§ **Exercise objective**
The whole answer is the data below, retyped exactly.

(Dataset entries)
· · · ·

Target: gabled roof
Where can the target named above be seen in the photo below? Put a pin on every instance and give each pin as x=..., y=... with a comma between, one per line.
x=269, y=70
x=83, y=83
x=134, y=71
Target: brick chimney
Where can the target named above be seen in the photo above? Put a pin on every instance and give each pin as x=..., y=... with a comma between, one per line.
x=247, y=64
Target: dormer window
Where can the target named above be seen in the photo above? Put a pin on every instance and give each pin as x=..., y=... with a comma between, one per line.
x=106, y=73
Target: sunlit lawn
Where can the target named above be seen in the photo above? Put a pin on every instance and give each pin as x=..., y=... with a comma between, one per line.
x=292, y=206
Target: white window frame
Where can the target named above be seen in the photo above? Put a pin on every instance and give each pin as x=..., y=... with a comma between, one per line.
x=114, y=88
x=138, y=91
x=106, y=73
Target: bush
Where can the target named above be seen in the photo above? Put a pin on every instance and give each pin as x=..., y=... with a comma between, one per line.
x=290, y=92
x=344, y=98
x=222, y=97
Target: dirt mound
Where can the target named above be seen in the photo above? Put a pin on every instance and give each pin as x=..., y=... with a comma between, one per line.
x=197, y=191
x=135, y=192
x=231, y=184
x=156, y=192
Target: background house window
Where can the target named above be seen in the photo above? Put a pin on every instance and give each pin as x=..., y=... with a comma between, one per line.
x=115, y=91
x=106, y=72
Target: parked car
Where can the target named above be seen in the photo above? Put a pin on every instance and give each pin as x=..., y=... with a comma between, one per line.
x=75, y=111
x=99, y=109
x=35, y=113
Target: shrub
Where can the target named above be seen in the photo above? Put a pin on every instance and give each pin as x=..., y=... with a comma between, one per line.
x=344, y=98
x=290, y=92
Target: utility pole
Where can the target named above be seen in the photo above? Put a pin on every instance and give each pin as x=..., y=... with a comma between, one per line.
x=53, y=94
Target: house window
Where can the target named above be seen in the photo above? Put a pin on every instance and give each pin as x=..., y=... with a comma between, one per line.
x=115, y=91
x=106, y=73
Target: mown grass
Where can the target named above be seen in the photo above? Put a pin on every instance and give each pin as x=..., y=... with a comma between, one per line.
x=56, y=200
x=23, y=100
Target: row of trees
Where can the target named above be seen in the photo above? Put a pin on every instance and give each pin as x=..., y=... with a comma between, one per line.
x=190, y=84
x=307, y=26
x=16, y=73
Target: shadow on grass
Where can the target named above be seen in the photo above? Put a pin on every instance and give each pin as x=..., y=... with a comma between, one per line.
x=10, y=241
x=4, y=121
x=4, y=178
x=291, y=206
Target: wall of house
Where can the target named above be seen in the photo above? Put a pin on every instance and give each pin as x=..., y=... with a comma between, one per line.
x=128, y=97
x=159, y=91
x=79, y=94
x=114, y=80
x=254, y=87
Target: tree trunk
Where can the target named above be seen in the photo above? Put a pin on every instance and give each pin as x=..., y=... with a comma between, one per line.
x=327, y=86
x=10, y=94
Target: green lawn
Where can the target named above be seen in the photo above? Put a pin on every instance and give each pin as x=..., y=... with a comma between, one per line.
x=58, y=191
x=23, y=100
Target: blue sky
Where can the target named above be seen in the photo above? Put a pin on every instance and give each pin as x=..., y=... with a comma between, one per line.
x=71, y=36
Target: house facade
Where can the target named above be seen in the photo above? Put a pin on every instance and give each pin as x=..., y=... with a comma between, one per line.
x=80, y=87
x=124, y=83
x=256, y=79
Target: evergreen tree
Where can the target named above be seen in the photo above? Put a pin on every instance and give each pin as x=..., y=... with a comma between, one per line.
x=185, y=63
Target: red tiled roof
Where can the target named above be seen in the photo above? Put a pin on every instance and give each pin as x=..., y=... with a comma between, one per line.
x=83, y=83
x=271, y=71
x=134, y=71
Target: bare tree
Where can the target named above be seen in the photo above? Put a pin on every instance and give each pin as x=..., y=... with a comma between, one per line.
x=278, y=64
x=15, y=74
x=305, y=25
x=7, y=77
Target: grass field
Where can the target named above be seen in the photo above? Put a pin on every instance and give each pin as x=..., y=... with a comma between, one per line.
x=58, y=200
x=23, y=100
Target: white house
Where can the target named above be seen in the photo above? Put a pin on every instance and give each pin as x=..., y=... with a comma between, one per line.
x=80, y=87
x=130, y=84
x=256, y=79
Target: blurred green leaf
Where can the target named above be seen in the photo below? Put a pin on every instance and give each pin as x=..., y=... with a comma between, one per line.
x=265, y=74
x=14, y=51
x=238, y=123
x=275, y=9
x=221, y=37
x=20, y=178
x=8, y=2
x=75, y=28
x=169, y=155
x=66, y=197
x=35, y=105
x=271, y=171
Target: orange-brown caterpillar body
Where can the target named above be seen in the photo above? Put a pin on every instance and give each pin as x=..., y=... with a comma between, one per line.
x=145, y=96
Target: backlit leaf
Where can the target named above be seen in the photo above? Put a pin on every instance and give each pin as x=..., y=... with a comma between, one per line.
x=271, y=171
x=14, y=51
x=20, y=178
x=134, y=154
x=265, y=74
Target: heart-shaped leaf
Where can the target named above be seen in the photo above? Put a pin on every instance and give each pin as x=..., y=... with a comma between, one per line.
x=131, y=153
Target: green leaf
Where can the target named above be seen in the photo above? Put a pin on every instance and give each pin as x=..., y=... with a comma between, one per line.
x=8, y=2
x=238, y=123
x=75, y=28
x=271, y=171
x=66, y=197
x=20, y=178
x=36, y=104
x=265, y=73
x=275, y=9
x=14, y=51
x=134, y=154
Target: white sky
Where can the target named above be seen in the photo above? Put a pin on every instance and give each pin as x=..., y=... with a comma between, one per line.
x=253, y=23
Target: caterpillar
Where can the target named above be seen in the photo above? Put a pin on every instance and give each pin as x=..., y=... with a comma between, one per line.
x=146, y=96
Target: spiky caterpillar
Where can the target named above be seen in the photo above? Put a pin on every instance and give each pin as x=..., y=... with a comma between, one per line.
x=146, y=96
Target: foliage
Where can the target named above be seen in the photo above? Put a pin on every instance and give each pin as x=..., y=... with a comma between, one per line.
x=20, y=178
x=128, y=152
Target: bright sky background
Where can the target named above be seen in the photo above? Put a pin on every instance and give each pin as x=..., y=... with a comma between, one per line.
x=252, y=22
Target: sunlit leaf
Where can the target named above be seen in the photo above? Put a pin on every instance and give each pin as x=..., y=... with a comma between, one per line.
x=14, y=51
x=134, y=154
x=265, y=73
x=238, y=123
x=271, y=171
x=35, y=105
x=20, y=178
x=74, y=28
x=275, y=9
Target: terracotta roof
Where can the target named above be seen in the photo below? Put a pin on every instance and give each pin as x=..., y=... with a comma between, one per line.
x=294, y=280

· · · ·

§ **Answer area**
Target: gabled roof
Where can the target named above be seen in the photo below? Put a pin on every instance and give each pin as x=..., y=... with a comma between, one per line.
x=269, y=70
x=83, y=83
x=134, y=71
Target: brick chimney
Where can the target named above be seen in the photo above? Put a pin on every instance and give each pin as x=..., y=... with a comma between, one per line.
x=247, y=64
Target: dormer window
Where can the target named above be seen in the photo above? Put a pin on every instance and give each pin as x=..., y=... with a comma between, one per line.
x=106, y=73
Target: sunlit lawn
Where can the target named above be seen in the photo above? Put a pin on every instance and give each pin as x=..., y=... with a comma between, one per line.
x=292, y=206
Target: white window frame
Where can the target named above be seen in the photo above? Put a pin on every instance and give each pin as x=..., y=... with a comma between, one per line.
x=114, y=88
x=138, y=91
x=106, y=73
Target: bush
Where can the target named above be seen in the photo above? Put a pin on every instance and give each pin as x=..., y=... with a comma between, one per line.
x=290, y=92
x=344, y=98
x=222, y=97
Target: dirt mound
Where can the target named above be seen in the photo above? Put a pin on every instance and give each pin as x=..., y=... with a comma between, one per line.
x=197, y=191
x=135, y=192
x=231, y=184
x=156, y=192
Target: background house window
Where can the target named above be seen in the photo above? Put a pin on every instance and give each pin as x=..., y=... with a comma between, one per line.
x=115, y=91
x=106, y=72
Target: parked car
Where can the target named above be seen in the photo above? Put a pin on every instance and give each pin as x=..., y=... with a comma between, one per line.
x=75, y=111
x=99, y=109
x=35, y=113
Target: shrub
Where can the target named above be seen in the photo above? Put a pin on every instance and give each pin as x=..., y=... with a comma between, one per line.
x=344, y=98
x=290, y=92
Target: utility pole
Where can the target named above be seen in the photo above? Put a pin on every instance and give each pin as x=..., y=... with a comma between, one per line.
x=53, y=94
Target: house window
Where can the target named above be seen in the photo above? Put a pin on every instance and give each pin as x=..., y=... with a comma between, one per line.
x=115, y=91
x=106, y=73
Target: mown grass
Where can the target named above be seen in the photo above? Put a pin on every instance and give each pin as x=..., y=... with a comma between, one per line.
x=56, y=200
x=23, y=100
Target: row of trees
Where can the target named above be seen in the photo above? Put a pin on every instance and give each pin as x=..., y=... with a comma between, one per line.
x=190, y=84
x=307, y=26
x=16, y=73
Target: shadow on grass
Where can the target named above be seen in the photo above? Put a pin on every instance and give each pin as x=..., y=... with a comma between, one per line.
x=10, y=241
x=4, y=121
x=4, y=178
x=291, y=206
Target: wall of house
Where can the target named above be seen in the photo above? Put a pin on every instance and give each pin as x=..., y=... with a comma between, one per line.
x=128, y=97
x=159, y=91
x=79, y=94
x=114, y=80
x=254, y=87
Target: tree trunk
Where can the target named above be seen in the photo above? Put a pin on every instance and give each pin as x=..., y=... with a comma between, one per line.
x=327, y=86
x=10, y=94
Target: green lawn
Where can the target named above be seen in the photo above? Put a pin on every instance and give each pin as x=..., y=... with a comma between, one per line.
x=58, y=191
x=23, y=100
Target: blue sky
Where can the target named above be seen in the photo above? Put a pin on every instance and give each pin as x=..., y=... with a comma between, one per line.
x=71, y=36
Target: house facade
Where can the target named above be seen in the photo above? Put a pin on every instance and give each pin as x=..., y=... with a comma between, one per line.
x=80, y=87
x=124, y=83
x=256, y=79
Target: evergreen tree
Where can the target named above be seen in the photo above? Put a pin on every instance and give each pin as x=..., y=... with a comma between, one per line.
x=185, y=63
Target: red tiled roof
Where can the target named above be seen in the photo above? Put a pin on every instance and give each pin as x=..., y=... with a comma between, one per line.
x=83, y=83
x=271, y=71
x=134, y=71
Target: bare tree
Where can the target named above be seen in the photo above? Put a pin on every instance and give each pin as x=..., y=... with a comma between, one per line.
x=278, y=64
x=15, y=74
x=305, y=25
x=7, y=77
Target: grass field
Where can the target named above be seen in the photo above? Put a pin on every instance and give each pin as x=..., y=... with a comma between, one per line.
x=58, y=200
x=23, y=100
Target: white house
Where can the target named above be seen in the photo above? Put a pin on every instance and give each pin as x=..., y=... with a comma between, one per line.
x=80, y=87
x=130, y=84
x=256, y=79
Target: blurred green leaf
Where can the target named above be seen in the photo below? Put a pin on every instance and give each pin as x=..., y=... with a comma between, one per line.
x=265, y=74
x=14, y=51
x=238, y=123
x=275, y=9
x=221, y=37
x=20, y=178
x=8, y=2
x=75, y=28
x=169, y=155
x=66, y=197
x=35, y=105
x=271, y=171
Target: orange-brown caterpillar body
Where can the target named above be seen in the photo above? Put a pin on every instance and give each pin as x=..., y=... with a comma between, one per line.
x=145, y=96
Target: backlit leaf
Where can the target named above be seen in the photo above? Put a pin on every instance and give each pin as x=..., y=... with a comma between, one per line.
x=271, y=171
x=14, y=51
x=20, y=178
x=134, y=154
x=265, y=74
Target: heart-shaped leaf
Where can the target named above be seen in the photo above? Put a pin on every instance and give each pin as x=..., y=... with a comma between, one per line.
x=131, y=153
Target: green leaf
Where can the target named above be seen in the photo above? Put a pin on every instance and give each pin as x=..., y=... with a comma between, one per line.
x=8, y=2
x=238, y=123
x=75, y=28
x=271, y=171
x=66, y=197
x=20, y=178
x=36, y=104
x=265, y=73
x=275, y=9
x=14, y=51
x=134, y=154
Target: white sky
Where can the target named above be seen in the photo above? Put a pin on every instance and give each pin as x=..., y=... with a comma between, one per line.
x=253, y=23
Target: caterpillar
Where can the target named above be seen in the photo above? Put a pin on every instance and give each pin as x=..., y=... with a comma between, one per line.
x=146, y=96
Target: spiky caterpillar
Where can the target named above be seen in the photo above? Put a pin on every instance and give each pin as x=..., y=... with a comma between, one per line.
x=146, y=96
Target: foliage
Where can the target named above be seen in the photo above? Put a pin on every instance and give each pin as x=..., y=... with a comma between, one per line.
x=20, y=178
x=128, y=152
Target: bright sky background
Where can the target named above be seen in the photo above? Put a pin on every instance and give each pin as x=..., y=... with a comma between, one per line.
x=252, y=22
Target: sunlit leaf
Where can the target named above be seen in the photo above? Put a pin on every instance and give each pin as x=..., y=... with a comma between, one per line.
x=14, y=51
x=134, y=154
x=265, y=73
x=238, y=123
x=271, y=171
x=35, y=105
x=20, y=178
x=74, y=28
x=275, y=9
Target: terracotta roof
Where can the target named above be seen in the photo below? Put a pin on every instance and give each pin as x=..., y=... with a comma between, one per line.
x=294, y=280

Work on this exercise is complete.